[Saved data entries]
+ + + + +
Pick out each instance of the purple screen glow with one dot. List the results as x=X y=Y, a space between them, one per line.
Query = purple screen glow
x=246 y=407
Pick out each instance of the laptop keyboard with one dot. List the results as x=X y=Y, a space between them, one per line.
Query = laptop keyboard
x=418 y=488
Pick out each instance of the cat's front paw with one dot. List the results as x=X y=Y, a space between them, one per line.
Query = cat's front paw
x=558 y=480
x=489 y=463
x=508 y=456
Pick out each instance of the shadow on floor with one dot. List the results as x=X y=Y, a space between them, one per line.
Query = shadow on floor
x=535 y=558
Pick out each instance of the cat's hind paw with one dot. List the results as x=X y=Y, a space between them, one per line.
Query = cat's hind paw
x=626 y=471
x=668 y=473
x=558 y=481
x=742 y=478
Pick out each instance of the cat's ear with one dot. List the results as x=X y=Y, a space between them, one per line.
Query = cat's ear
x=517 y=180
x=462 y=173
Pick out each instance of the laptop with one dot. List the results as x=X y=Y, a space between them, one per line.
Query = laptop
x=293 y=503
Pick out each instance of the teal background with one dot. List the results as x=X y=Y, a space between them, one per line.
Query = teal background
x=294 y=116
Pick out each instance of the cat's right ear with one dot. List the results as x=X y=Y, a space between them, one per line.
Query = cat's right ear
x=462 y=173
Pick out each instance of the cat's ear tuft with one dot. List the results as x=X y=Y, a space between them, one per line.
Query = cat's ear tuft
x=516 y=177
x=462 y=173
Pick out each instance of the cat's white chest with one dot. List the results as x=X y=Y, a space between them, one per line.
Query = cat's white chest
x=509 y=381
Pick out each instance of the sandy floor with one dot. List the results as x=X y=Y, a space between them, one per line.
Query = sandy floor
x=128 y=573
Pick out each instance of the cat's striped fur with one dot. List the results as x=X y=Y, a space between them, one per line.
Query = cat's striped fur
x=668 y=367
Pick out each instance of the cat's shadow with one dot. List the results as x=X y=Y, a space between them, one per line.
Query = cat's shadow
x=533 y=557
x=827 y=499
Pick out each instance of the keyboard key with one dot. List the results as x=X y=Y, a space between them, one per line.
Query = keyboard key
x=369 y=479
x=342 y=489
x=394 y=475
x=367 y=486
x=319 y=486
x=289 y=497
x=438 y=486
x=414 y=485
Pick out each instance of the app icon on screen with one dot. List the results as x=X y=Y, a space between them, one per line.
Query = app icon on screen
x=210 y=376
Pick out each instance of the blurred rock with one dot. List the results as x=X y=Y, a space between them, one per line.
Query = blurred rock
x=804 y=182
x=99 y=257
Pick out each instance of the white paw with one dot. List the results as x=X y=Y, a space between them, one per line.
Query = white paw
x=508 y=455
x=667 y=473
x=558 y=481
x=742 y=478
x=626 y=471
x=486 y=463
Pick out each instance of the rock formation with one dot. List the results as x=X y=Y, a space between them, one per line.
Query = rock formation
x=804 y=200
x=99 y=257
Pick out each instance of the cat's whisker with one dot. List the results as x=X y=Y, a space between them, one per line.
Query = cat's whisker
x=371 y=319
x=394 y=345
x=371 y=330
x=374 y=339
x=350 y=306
+ + + + +
§ **WHAT TO PRODUCE**:
Without skipping anything, transcribe every line above exactly.

§ **ANSWER BOX**:
Pick out each instance of the purple screen glow with one dot. List the results as x=X y=Y, a space between them, one per line.
Query = purple screen glow
x=246 y=407
Pick out each instance of the laptop keyboard with one dot. List the results as x=X y=Y, a space between them, one per line.
Query = laptop keyboard
x=418 y=488
Pick out each instance of the cat's front paw with one dot. List the results as x=X y=Y, a space between them, one per line.
Query = cat's front paw
x=558 y=480
x=489 y=463
x=508 y=456
Pick out each instance of the shadow on floor with one dot. List the results as x=X y=Y, a space between them, one per line.
Query = shadow on floor
x=535 y=558
Pick out each instance of the cat's hind paw with one dot. List the results as x=X y=Y, a space between them, one per line.
Query = cat's hind paw
x=626 y=471
x=668 y=473
x=558 y=481
x=742 y=478
Pick out each instance of the cat's ear with one dot. List the results as x=X y=Y, a space between them, one per line.
Query = cat's ear
x=517 y=180
x=462 y=173
Pick out each instance of the laptop with one dot. List the results as x=X y=Y, a space between them, one per line.
Query = laptop
x=293 y=503
Pick out each instance of the teal background with one dot. List the results as x=X y=Y, a space between them, one per line.
Query = teal background
x=294 y=116
Pick out each instance of the cat's right ear with one dot. List the results as x=X y=Y, a space between them, one per line.
Query = cat's right ear
x=462 y=173
Pick out each instance of the cat's ear tuft with one dot. List the results as x=X y=Y, a space between them, one per line.
Query = cat's ear tuft
x=516 y=177
x=462 y=173
Pick out each instance of the cat's white chest with one dot. List the results as x=X y=Y, a space between them, one per line.
Query = cat's white chest
x=509 y=381
Pick out each instance of the sandy floor with one dot. List the results as x=X y=Y, a space between them, one per line.
Query = sandy floor
x=128 y=573
Pick out each instance of the cat's striped fur with one dot. List the results as x=X y=Y, a space between them, one per line.
Query = cat's striped fur
x=668 y=367
Pick out each instance of the cat's shadow with one dot. List the results as x=X y=Y, a space between them, one per line.
Query = cat's shadow
x=533 y=557
x=827 y=499
Pick out each instance of the keyboard key with one dot. List the results as x=X y=Y, a space between them, one per line.
Query = keyboard key
x=369 y=479
x=342 y=489
x=394 y=475
x=367 y=486
x=319 y=486
x=289 y=497
x=438 y=486
x=414 y=485
Pick out each instance of the app icon on screen with one dot. List the results as x=X y=Y, a space between them, one per line.
Query = app icon on screen
x=210 y=376
Pick out each instance of the blurred rock with one dot. List the results as x=X y=Y, a space between them, one per line.
Query = blurred rock
x=804 y=182
x=99 y=257
Pick out each instance of the white paw with one dot. List the results as x=X y=Y, a space between them, one per line.
Query = white paw
x=508 y=455
x=667 y=473
x=558 y=481
x=742 y=478
x=626 y=471
x=486 y=463
Pick out each instance of the rock formation with one dot. List the results as x=X y=Y, a space between them, one per line.
Query = rock formation
x=804 y=200
x=99 y=257
Pick out each instance of the cat's whisker with one dot. List the results as x=X y=Y, a space between them, one per line.
Query = cat's whisker
x=371 y=319
x=394 y=345
x=371 y=330
x=374 y=339
x=350 y=306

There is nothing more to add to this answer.